> _GIVEN REQUEST_
Convert the records, from the beginning through the line that contains "183L260 181L259 184L260", into a two-column CSV with the columns prompt_text and answer_text, one row per record, placing its text and its answer each in a single quoted field with line breaks replaced by spaces. Leave the pictures out.

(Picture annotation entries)
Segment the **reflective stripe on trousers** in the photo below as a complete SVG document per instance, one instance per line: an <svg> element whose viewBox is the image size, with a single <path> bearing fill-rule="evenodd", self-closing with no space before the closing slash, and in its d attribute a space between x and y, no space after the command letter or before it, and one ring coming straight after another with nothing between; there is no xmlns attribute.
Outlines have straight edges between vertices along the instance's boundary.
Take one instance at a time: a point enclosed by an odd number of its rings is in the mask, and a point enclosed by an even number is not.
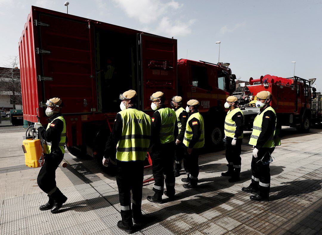
<svg viewBox="0 0 322 235"><path fill-rule="evenodd" d="M256 181L256 182L260 182L260 179L258 179L258 178L255 177L253 175L251 176L251 178L253 180L254 180L255 181Z"/></svg>
<svg viewBox="0 0 322 235"><path fill-rule="evenodd" d="M262 183L260 181L259 184L260 186L262 187L270 187L270 183Z"/></svg>

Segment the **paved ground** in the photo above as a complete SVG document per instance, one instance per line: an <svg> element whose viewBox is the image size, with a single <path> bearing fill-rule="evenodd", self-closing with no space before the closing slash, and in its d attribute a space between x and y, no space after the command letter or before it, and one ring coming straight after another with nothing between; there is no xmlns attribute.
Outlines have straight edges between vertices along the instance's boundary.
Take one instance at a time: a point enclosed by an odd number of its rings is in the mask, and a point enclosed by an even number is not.
<svg viewBox="0 0 322 235"><path fill-rule="evenodd" d="M152 184L143 188L142 209L152 221L138 234L267 234L322 233L322 129L298 134L284 129L282 145L271 164L271 201L254 202L241 190L251 179L251 148L242 146L242 180L232 184L224 152L201 156L200 184L186 190L176 178L178 200L161 204L146 199ZM0 233L1 234L123 234L115 179L90 160L67 152L69 164L56 171L57 184L68 200L61 212L38 209L47 197L37 183L39 169L24 164L21 127L0 127ZM147 178L151 172L146 172Z"/></svg>

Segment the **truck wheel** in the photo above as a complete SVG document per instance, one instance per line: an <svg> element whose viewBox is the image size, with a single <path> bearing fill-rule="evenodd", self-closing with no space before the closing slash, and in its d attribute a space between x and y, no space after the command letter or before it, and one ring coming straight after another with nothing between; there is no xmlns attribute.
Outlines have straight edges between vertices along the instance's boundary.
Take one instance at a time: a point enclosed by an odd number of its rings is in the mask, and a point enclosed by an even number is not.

> _CORRECT RESPONSE_
prompt_text,answer_text
"Segment the **reflective stripe on trousers** in the photo below as a complete SVG document per instance, one instance per line: an <svg> element whose viewBox is the image size, with a single <path> bearing fill-rule=""evenodd"", self-closing with no space before the closing slash, and in its d attribute a space between x and y, no space after the command letter or before it, and one ring coming straight after another with nothing between; there is no xmlns attribute. Outlines have straight edges between vertices along the instance's boundary. Take one instance at a time: a point enclosed by an odd number of its rings is in the mask, and a point enclosed by an even number is not.","<svg viewBox=""0 0 322 235""><path fill-rule=""evenodd"" d=""M256 181L256 182L260 182L260 179L258 179L258 178L255 177L253 175L251 176L251 178L253 180L254 180L255 181Z""/></svg> <svg viewBox=""0 0 322 235""><path fill-rule=""evenodd"" d=""M262 183L260 181L259 184L260 186L262 187L270 187L270 183Z""/></svg>"